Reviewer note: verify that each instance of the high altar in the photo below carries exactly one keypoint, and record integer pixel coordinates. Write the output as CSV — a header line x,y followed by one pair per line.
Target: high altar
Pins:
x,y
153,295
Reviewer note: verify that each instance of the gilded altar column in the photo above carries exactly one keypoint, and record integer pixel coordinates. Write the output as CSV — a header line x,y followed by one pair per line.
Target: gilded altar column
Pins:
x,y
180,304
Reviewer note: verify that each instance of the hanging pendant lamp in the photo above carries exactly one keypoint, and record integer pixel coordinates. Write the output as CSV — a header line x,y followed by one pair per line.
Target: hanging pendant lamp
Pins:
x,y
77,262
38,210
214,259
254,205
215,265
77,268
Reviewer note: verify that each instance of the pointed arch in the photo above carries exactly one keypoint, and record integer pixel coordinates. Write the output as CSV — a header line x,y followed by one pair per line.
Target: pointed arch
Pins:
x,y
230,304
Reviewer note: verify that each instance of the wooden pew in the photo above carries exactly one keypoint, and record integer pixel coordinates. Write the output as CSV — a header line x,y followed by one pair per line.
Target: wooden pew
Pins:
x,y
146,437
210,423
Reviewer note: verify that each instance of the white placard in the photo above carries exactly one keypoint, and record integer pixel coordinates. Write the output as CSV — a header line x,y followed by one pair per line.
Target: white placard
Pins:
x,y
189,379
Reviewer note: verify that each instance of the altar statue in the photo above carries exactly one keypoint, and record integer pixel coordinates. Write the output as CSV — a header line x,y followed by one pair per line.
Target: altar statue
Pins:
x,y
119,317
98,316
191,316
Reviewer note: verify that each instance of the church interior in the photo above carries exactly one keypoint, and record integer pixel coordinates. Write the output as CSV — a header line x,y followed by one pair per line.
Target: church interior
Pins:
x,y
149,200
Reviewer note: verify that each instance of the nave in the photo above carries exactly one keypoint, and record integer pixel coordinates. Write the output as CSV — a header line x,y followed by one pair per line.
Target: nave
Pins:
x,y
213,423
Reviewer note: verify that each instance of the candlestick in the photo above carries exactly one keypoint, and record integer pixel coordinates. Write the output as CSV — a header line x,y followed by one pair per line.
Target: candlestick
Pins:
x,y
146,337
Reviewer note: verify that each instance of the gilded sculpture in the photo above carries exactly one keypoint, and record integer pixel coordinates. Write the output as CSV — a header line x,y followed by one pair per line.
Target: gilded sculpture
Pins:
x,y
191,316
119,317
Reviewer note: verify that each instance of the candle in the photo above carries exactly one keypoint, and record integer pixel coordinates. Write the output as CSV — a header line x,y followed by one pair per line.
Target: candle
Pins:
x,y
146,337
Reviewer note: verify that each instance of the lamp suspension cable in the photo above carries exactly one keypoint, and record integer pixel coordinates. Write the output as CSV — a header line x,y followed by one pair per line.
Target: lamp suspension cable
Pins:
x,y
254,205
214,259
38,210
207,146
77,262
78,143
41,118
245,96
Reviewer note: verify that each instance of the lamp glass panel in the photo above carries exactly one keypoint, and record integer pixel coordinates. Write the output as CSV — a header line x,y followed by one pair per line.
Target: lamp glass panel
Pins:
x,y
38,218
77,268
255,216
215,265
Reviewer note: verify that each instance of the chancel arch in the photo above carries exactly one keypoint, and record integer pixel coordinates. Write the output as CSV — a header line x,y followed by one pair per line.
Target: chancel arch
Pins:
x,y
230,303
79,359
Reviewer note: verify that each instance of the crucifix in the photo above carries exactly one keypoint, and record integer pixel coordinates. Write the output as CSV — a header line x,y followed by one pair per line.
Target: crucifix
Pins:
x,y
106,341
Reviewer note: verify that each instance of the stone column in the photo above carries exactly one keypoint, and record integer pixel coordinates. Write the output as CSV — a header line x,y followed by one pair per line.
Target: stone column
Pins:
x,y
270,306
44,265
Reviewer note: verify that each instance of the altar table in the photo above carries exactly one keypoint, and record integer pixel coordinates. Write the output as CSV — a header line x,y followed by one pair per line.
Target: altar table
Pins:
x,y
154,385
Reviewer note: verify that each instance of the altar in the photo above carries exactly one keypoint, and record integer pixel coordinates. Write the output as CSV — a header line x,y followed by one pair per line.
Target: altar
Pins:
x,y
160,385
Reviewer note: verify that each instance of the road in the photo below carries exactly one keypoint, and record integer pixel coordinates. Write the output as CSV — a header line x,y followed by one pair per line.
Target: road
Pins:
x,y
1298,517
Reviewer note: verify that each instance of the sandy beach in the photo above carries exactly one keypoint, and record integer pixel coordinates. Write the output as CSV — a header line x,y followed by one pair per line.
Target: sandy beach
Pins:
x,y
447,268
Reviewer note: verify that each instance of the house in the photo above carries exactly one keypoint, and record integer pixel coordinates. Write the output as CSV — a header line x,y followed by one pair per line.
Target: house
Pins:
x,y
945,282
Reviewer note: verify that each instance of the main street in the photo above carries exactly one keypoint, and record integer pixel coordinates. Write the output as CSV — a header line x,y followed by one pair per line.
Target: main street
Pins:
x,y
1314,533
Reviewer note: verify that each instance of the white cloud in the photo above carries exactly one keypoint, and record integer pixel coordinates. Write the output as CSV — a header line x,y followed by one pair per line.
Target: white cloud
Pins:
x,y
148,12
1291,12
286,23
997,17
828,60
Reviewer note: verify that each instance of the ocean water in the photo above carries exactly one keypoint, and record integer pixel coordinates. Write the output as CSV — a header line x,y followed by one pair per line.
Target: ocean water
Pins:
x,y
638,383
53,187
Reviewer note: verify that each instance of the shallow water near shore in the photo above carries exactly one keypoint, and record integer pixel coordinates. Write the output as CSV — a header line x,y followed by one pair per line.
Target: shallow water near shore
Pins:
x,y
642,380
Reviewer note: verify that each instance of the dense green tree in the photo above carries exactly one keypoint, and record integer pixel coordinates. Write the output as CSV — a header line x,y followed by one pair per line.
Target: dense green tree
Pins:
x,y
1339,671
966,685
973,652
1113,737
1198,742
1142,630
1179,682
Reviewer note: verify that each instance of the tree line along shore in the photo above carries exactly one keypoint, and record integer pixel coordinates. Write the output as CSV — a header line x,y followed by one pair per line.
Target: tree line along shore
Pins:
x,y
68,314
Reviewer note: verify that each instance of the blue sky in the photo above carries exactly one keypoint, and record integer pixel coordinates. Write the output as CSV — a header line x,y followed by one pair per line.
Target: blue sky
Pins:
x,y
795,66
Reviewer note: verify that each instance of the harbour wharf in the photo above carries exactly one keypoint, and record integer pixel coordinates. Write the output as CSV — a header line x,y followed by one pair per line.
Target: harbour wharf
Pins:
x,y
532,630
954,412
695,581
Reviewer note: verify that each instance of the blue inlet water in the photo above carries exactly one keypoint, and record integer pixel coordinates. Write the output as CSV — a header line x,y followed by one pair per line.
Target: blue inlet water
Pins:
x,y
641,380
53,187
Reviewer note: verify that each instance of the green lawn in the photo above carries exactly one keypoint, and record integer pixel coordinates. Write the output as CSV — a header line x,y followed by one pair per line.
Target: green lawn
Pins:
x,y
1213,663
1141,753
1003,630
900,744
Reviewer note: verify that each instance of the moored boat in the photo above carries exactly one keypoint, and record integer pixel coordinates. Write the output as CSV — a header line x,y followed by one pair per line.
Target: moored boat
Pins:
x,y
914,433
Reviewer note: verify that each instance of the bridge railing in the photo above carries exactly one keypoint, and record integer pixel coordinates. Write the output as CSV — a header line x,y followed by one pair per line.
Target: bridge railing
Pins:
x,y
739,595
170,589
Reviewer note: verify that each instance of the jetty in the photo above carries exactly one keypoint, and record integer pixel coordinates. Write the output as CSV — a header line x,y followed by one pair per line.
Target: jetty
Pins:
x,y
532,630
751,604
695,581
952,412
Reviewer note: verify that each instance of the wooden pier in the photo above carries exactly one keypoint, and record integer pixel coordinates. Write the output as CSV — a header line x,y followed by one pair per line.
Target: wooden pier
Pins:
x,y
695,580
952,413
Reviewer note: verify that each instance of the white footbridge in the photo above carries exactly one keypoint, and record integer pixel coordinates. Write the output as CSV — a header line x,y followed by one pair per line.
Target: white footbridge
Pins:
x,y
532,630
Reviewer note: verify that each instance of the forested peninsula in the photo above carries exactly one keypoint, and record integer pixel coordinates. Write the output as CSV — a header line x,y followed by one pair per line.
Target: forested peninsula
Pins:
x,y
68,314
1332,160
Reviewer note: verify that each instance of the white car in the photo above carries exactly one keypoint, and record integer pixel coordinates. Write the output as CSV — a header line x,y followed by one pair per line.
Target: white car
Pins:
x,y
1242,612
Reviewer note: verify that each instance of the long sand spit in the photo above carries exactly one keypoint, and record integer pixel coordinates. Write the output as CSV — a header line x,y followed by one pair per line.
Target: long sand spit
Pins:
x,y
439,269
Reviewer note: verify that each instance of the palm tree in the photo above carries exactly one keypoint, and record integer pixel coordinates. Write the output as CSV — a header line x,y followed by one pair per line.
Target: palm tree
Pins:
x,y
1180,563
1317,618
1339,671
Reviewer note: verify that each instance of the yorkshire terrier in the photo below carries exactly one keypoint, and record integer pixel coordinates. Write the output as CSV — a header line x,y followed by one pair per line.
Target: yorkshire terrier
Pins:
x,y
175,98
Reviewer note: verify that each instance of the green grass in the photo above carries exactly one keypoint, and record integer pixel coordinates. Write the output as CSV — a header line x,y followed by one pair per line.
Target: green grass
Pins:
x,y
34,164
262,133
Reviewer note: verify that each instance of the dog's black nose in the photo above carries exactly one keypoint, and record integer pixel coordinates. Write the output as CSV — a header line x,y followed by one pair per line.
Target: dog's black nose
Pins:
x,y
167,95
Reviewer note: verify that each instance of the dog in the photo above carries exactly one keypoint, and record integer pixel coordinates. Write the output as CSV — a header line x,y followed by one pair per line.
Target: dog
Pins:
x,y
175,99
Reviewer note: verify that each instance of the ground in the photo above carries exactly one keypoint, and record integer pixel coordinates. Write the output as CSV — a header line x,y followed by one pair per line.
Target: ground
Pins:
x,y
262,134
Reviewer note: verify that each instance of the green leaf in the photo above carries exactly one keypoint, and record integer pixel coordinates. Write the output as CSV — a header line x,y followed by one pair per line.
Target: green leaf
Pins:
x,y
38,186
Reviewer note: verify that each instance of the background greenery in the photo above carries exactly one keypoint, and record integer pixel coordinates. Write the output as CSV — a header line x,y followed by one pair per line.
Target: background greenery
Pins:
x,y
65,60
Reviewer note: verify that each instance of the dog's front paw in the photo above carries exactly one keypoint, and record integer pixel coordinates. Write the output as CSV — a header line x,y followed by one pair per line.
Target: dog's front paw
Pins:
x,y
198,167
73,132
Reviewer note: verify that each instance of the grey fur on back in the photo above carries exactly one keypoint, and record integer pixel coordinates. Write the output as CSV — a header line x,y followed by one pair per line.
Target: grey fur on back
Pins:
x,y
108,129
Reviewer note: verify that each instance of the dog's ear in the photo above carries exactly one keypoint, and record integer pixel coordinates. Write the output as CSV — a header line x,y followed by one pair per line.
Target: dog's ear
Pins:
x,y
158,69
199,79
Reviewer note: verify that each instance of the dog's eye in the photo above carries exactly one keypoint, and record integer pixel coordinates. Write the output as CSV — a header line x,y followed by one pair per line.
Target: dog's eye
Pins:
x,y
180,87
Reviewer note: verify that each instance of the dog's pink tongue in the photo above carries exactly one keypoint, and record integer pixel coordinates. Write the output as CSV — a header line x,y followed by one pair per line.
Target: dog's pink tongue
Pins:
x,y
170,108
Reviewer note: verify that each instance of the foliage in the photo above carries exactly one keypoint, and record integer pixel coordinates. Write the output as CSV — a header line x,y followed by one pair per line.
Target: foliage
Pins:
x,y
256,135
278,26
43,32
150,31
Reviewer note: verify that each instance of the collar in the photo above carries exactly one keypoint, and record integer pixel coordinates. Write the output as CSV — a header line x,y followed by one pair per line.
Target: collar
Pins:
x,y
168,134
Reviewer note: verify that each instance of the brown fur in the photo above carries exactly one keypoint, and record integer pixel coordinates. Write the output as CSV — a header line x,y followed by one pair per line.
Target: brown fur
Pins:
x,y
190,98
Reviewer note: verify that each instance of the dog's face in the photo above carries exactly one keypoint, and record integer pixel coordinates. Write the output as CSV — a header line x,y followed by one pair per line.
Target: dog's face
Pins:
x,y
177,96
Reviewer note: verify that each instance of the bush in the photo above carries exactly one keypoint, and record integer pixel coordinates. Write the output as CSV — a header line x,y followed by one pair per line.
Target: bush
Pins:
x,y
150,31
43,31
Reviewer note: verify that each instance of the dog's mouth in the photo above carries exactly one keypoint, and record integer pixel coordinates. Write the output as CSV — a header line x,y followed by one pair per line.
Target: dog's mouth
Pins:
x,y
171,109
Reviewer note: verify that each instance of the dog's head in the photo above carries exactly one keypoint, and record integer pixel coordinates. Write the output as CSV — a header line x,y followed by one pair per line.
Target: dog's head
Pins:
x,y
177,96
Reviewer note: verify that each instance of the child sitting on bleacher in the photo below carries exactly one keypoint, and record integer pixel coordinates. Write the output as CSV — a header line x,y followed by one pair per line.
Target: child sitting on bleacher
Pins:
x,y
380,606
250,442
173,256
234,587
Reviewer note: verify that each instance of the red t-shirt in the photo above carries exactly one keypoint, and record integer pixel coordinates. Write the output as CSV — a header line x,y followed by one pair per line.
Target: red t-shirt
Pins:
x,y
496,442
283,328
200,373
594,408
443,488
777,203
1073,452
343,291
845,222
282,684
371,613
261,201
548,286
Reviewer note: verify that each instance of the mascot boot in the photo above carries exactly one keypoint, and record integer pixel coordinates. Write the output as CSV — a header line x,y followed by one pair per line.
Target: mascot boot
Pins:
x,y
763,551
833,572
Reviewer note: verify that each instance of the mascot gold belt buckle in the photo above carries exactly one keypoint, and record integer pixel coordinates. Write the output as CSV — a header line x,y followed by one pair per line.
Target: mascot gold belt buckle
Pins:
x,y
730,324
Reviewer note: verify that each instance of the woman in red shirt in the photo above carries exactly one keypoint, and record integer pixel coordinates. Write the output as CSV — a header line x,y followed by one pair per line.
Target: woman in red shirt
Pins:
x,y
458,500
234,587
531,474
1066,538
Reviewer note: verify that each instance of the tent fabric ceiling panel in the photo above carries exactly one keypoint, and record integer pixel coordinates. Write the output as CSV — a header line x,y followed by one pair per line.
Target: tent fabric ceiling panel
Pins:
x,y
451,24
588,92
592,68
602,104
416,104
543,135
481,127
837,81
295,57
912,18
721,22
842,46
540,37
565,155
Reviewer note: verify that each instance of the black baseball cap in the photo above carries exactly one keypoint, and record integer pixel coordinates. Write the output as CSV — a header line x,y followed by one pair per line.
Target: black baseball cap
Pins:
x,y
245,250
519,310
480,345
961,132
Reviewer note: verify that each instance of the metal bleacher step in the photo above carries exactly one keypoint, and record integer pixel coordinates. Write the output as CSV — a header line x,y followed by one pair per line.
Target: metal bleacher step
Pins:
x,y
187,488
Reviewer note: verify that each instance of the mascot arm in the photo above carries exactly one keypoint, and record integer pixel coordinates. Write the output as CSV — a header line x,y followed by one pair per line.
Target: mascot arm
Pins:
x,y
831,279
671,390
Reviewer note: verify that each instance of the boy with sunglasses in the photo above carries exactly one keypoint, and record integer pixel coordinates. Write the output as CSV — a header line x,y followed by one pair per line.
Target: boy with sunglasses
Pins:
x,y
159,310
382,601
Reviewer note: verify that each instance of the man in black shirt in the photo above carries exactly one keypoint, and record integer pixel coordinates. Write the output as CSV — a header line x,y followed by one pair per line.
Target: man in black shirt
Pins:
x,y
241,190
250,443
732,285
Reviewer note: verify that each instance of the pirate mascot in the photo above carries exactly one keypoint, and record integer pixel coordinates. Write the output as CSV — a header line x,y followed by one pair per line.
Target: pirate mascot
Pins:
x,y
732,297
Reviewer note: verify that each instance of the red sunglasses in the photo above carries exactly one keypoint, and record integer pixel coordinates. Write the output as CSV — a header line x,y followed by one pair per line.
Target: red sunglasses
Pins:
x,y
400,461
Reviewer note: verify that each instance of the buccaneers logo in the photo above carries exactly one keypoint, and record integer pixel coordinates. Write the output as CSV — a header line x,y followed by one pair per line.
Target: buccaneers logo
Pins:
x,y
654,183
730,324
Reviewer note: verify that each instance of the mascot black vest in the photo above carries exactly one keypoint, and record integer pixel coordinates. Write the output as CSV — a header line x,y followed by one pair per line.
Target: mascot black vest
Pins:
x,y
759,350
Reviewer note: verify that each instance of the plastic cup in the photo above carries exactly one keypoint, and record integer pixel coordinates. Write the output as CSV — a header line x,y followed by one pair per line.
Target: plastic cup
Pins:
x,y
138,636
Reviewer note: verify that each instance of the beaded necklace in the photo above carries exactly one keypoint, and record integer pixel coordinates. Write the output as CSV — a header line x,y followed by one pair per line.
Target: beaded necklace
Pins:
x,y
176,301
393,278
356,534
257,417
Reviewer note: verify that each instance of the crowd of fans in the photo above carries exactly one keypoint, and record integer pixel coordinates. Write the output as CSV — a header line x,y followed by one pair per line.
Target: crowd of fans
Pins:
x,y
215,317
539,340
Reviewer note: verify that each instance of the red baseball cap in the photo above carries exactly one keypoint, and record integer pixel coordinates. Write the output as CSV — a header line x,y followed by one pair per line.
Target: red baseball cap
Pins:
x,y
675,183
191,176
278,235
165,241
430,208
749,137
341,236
◇ ◇ ◇ ◇ ◇
Rewrite as a numbered list the lines of the listing above, from the line containing "Reviewer note: verify that each instance of the beaded" through the last line of the listing, both included. Leave out any blank lines.

1. Reviewer note: verify that each instance of the beaded necklace in the photo above carries exactly one keypoint, and record integer pixel coordinates. Write the output as CSV — a header line x,y followed by one pair per line.
2. Target: beaded necklace
3. Pins:
4. x,y
5. 176,301
6. 393,278
7. 356,534
8. 257,417
9. Reviewer note: verify that each instance of the crowd of fans in the photo above carries exactly one keypoint, and record integer pixel coordinates. Write the output as CSV — a header line x,y followed by one pair per line.
10. Target: crowd of fans
11. Pins:
12. x,y
13. 215,317
14. 539,340
15. Reviewer note: verify that each instance of the red baseball cap in the photo above carries exactly one keypoint, and record integer pixel coordinates. Write the output as CSV — a header line x,y followed by one pair per line.
16. Target: red baseball cap
17. Pins:
18. x,y
19. 675,183
20. 191,176
21. 278,235
22. 165,241
23. 430,208
24. 749,137
25. 341,236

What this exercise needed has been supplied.